TEXT SECTION:
━━━━━━━━━━

Identifying and Staffing the Remaining TSO Roles

Consistent with our project management approach to writing this book, and based on the foundations laid in Chapters 4 and 8, you by now should have a well-oiled SAP Technical Support Organization in place. Key positions have been staffed for some time, your mix of consultants to internal resources tends to favor the consultants, and the assembled team represents an elite group of folks adept at supporting much of your unique SAP Solution Stack in place today. In fact, your team members are by this time experts in ensuring that the SAP solution is indeed available to be used by the various developers, business process analysts, functional consultants, and other testing/development-focused individuals, who at this point represent the TSO’s primary customers.

The business-focused implementation team members continue to play as key a role as ever. Some members of the technology-focused support team have probably transitioned back to a combination of their former and current roles, though, as their tasks have been completed or future tasks lie “on hold” awaiting the completion of future milestones. Other technology-focused individuals will find themselves in a similar position soon, too, as the project plan dictates.

━━━━━━━━━━

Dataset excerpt
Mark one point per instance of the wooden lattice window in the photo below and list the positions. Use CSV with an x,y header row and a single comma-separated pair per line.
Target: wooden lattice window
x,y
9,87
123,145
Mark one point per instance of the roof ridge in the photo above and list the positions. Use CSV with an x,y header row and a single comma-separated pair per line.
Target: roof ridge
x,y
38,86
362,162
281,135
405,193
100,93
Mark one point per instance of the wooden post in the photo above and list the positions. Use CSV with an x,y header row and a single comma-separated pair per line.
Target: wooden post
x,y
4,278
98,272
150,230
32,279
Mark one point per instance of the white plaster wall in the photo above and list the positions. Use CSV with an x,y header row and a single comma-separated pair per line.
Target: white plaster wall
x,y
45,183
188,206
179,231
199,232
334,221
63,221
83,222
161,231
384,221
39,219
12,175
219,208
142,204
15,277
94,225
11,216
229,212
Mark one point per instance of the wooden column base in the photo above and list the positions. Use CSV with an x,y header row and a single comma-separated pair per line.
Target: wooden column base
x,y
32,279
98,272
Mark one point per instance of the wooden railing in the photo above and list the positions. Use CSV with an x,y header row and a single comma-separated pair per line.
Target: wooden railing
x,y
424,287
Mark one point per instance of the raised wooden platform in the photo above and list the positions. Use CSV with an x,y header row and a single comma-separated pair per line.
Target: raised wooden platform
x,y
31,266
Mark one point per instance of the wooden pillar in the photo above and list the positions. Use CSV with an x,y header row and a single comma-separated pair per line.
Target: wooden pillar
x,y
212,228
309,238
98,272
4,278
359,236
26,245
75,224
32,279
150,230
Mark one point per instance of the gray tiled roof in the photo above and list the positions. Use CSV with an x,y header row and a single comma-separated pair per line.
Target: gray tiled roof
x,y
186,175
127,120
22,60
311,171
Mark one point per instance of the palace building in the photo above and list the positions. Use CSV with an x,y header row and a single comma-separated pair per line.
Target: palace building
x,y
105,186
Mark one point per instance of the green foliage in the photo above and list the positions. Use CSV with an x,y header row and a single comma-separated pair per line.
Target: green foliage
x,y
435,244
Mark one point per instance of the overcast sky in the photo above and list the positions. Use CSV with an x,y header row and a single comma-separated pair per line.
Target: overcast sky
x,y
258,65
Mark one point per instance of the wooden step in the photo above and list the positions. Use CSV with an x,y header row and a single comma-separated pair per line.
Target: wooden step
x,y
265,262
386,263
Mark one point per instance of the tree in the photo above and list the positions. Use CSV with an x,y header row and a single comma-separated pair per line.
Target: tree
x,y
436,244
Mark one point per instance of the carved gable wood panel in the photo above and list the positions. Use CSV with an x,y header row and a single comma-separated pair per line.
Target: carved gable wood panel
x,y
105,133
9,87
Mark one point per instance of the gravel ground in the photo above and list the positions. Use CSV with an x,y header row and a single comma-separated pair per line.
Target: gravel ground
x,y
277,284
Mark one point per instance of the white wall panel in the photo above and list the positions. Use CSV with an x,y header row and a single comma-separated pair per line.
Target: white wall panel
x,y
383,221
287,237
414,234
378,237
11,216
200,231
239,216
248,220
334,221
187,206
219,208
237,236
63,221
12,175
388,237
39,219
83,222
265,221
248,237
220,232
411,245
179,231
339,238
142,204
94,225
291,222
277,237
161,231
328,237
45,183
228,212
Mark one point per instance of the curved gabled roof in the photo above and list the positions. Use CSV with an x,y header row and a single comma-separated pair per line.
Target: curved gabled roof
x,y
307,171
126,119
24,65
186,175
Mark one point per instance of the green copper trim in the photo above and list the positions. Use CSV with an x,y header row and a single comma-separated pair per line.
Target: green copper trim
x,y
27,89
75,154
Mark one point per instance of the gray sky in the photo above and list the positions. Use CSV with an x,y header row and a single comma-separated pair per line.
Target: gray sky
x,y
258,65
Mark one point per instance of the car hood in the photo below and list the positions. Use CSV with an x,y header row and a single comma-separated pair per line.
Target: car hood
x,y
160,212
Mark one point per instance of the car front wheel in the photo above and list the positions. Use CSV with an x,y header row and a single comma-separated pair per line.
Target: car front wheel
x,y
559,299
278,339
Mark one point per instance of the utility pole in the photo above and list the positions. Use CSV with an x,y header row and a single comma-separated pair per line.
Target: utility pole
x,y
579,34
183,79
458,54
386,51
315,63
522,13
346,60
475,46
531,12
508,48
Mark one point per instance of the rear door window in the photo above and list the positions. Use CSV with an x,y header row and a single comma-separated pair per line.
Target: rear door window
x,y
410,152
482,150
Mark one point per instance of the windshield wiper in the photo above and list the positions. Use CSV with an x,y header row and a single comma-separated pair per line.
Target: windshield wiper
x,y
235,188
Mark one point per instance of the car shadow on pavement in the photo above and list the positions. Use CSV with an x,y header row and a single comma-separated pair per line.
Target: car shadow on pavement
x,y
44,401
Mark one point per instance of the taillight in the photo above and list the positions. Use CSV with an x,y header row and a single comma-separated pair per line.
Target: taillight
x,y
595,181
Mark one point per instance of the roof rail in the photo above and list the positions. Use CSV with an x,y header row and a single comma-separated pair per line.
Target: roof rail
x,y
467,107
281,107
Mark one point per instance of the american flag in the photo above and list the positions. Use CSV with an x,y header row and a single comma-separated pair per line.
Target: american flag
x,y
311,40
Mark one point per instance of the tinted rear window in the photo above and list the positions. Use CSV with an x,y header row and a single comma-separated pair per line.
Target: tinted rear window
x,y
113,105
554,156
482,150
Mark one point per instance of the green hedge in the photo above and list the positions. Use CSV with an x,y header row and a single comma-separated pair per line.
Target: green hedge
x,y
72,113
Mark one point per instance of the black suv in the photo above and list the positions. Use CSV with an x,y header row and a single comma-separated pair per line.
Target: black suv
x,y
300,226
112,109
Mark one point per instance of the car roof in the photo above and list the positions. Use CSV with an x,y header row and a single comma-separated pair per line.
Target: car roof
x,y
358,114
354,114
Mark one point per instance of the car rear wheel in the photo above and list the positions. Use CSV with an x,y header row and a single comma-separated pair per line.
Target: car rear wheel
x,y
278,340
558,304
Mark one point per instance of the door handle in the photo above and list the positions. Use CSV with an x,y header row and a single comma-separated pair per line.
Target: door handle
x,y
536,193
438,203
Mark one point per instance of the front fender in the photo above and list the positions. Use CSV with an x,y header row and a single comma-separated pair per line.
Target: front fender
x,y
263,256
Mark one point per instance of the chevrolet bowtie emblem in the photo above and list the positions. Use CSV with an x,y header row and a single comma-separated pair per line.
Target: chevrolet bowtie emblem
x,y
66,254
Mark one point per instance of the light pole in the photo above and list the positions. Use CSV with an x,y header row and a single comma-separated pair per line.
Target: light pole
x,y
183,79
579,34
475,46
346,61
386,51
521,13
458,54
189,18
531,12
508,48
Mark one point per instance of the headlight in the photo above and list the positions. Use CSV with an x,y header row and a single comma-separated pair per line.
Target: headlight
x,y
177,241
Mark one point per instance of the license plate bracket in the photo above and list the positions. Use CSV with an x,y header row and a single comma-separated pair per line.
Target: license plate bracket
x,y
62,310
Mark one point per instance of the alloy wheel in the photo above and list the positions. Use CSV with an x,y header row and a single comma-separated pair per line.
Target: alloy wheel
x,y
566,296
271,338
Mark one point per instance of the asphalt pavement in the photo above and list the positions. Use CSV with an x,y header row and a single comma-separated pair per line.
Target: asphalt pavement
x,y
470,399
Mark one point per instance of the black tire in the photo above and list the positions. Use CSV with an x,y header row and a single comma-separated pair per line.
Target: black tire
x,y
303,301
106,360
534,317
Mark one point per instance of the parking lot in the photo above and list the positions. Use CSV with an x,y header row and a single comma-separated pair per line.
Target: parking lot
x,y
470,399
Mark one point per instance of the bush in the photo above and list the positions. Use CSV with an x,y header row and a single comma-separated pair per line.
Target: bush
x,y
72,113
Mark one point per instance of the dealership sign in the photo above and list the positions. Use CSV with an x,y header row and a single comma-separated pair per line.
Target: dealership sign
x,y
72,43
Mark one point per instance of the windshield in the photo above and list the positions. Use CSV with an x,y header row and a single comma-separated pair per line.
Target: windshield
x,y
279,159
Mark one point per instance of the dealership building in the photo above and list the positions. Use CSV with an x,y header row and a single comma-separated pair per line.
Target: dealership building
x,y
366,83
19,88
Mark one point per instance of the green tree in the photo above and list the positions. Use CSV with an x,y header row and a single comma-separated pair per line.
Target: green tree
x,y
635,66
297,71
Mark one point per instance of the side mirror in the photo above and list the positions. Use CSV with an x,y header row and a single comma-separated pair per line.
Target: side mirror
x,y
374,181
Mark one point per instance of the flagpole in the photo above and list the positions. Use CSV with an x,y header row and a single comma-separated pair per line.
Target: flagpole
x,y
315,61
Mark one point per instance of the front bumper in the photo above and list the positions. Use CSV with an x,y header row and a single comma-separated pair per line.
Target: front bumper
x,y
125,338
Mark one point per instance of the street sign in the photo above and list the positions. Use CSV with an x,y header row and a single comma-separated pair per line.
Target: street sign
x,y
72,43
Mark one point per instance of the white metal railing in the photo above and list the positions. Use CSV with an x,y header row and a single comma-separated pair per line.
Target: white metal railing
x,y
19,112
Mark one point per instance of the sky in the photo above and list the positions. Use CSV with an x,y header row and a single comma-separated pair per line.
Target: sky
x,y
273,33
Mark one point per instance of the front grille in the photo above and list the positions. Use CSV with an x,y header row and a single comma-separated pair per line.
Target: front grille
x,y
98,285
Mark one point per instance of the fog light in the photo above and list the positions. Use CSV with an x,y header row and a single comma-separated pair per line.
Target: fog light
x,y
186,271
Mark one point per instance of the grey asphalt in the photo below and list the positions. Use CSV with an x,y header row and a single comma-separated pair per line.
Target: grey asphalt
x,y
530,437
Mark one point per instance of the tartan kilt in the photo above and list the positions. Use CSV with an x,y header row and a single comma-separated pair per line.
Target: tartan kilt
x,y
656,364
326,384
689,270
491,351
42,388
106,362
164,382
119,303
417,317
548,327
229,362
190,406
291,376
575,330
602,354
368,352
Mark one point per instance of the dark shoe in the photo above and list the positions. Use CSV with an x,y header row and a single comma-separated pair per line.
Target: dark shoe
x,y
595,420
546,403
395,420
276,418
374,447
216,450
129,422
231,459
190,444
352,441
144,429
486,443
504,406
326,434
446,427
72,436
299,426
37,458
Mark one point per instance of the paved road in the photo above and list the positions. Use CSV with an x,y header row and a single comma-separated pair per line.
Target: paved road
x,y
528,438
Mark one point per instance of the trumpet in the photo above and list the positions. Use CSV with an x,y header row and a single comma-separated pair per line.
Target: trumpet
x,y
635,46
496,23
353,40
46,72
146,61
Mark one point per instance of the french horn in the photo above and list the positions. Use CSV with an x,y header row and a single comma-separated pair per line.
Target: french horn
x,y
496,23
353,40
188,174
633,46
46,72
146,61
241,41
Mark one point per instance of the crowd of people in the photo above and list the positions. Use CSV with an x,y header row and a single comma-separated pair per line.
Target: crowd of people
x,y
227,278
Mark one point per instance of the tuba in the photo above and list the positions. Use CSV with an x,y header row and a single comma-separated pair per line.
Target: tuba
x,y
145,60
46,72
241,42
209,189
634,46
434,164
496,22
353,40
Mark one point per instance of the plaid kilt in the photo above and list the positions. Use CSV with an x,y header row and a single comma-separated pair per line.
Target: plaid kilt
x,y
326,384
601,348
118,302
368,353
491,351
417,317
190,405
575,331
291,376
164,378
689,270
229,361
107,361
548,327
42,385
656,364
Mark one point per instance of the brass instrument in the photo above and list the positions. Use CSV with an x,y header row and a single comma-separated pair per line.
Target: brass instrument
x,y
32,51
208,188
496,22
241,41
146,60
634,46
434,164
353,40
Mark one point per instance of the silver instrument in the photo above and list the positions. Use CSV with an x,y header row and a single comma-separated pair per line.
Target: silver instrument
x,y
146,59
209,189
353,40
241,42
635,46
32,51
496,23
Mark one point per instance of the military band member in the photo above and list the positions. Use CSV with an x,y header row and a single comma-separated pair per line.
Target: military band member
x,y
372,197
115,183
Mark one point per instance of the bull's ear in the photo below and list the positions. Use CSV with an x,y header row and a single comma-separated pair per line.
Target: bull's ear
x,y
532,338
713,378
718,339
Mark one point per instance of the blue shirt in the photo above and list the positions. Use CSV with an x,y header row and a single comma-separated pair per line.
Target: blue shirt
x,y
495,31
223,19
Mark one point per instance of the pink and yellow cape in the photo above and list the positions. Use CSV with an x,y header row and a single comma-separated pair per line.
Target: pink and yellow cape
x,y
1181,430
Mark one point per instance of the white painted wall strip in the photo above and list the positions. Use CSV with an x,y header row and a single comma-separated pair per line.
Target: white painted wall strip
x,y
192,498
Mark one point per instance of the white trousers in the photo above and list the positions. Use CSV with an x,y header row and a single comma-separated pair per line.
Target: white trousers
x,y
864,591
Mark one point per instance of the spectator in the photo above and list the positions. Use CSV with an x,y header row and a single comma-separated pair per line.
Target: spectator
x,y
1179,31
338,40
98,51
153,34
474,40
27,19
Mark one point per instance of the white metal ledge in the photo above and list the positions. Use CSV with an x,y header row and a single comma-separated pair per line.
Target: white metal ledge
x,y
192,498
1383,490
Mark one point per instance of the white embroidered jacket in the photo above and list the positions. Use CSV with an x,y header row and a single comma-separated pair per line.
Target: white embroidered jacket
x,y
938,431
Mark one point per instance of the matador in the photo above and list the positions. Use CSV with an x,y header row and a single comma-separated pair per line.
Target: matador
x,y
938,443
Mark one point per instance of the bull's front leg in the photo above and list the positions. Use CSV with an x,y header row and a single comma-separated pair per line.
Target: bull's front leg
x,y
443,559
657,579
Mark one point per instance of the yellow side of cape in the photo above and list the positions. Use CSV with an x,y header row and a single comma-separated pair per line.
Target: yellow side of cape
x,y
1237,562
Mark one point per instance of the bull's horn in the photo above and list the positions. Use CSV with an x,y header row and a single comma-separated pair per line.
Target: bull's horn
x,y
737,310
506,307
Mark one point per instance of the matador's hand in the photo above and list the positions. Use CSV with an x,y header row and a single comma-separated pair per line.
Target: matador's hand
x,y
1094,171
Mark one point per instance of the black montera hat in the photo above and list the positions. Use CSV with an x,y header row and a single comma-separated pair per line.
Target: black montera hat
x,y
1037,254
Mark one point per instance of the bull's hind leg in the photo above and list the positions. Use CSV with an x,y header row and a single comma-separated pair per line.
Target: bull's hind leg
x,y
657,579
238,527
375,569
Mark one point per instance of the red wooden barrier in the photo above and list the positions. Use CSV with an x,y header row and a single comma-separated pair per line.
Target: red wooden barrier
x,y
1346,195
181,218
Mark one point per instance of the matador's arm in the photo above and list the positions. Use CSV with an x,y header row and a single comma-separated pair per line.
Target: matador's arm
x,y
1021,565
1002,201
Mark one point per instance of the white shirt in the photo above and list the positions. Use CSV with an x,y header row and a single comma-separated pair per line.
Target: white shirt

━━━━━━━━━━

EXERCISE TASKS:
**1)** Which lines of the records contain the string "trumpet"? Show each of them, treating case as significant.
**2)** Can you proceed with the passage on staffing the remaining SAP Technical Support Organization roles, picking up after its last sentence?

ANSWERS IN ORDER:
**1)**
Mark one point per instance of the trumpet in the photo above and list the positions. Use CSV with an x,y header row and a single comma-separated pair per line.
Target: trumpet

**2)**
But the SAP support organization is by no means complete. In fact, based on my recommendations in Chapter 8, the team should only be about 80% staffed. Much of what is missing of the remaining 20% can probably best be described as either subject matter experts in certain layers of the SAP Solution Stack, or long-term operations, help desk, and other such support providers.

Throughout this final chapter on SAP staffing, I will discuss these few remaining positions. In addition, I will note appropriate methods of staffing or otherwise fulfilling the jobs and tasks to be accomplished by these late-comers to the SAP project. My hope is to leave you with a sense of the critical nature of these final positions with regard to the success of your SAP implementation project, including real-world organizational structures, tools, and approaches.

Where Exactly Are the Holes in Your TSO?

Before it makes sense to begin talking about how to staff for the remaining technical positions, a brief discussion on the typical “holes” that remain at this point in the project is in order. To start with, the biggest, most gaping, holes center on SAP operations, systems management, and help desk activities. These represent sustaining positions that will be around long after the majority of the SAP functional team disbands, and the other consultants are let go. I will cover these holes in great detail later in this chapter.

Additional staffing holes exist around various specialists, including security, performance, specific SAP components like EBP or Enterprise Portal, and so on. Specialists involved with integrating components or legacy systems within the context of the larger SAP solution, not to mention high-availability and disaster recovery experts, will assist us in filling in critical staffing holes, too. In all of these latter cases, the tasks to be accomplished are typically short in duration but require the advice of SAP Subject Matter Experts (SMEs) to keep the project plan on track.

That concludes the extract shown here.